**Goal:** Collect every line of the entries below that contains the word "tree", matching case exactly.

**Provided data:**
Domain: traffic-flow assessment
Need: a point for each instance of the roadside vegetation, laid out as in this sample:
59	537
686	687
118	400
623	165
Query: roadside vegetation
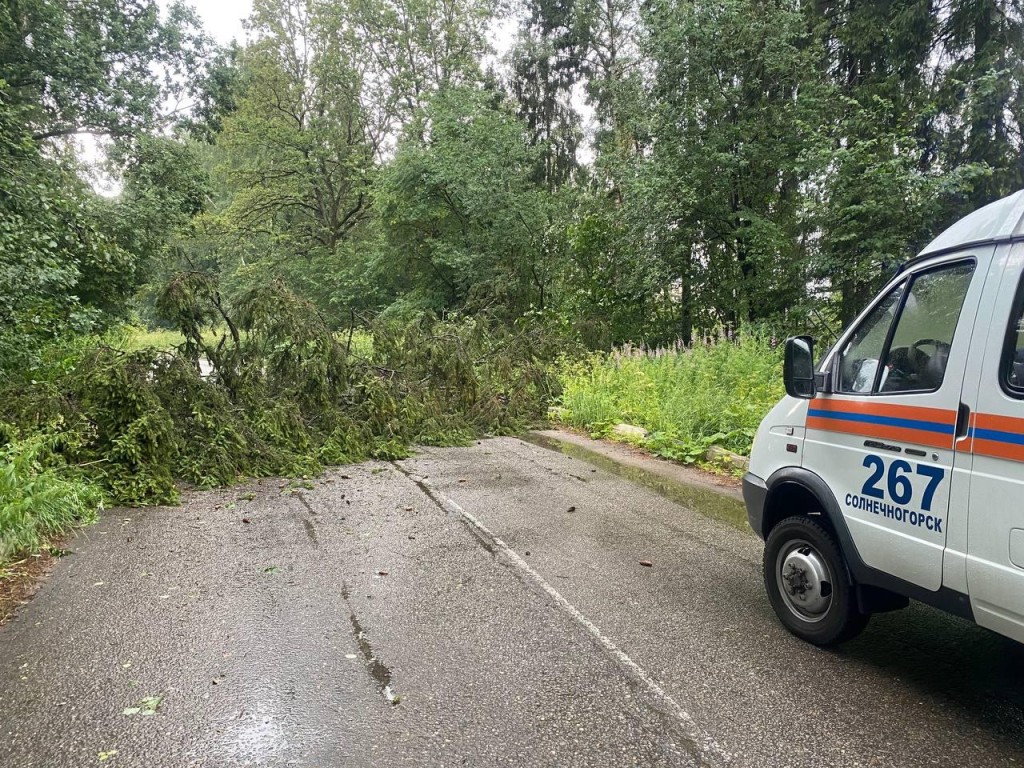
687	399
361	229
...
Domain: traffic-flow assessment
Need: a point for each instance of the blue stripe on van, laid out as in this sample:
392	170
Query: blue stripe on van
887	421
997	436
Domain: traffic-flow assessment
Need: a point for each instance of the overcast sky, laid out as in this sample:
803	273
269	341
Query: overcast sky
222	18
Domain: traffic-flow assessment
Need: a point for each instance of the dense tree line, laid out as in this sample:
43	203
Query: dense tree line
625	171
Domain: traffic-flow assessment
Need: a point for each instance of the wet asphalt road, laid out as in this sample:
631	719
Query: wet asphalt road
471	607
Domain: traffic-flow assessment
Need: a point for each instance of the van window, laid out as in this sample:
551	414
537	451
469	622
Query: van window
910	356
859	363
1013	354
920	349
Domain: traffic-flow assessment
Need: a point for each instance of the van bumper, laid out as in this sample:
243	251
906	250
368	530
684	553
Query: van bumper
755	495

**Result of the task:**
Need: a point for each instance of the dense tree line, laid out as in this sample:
Query: dense tree line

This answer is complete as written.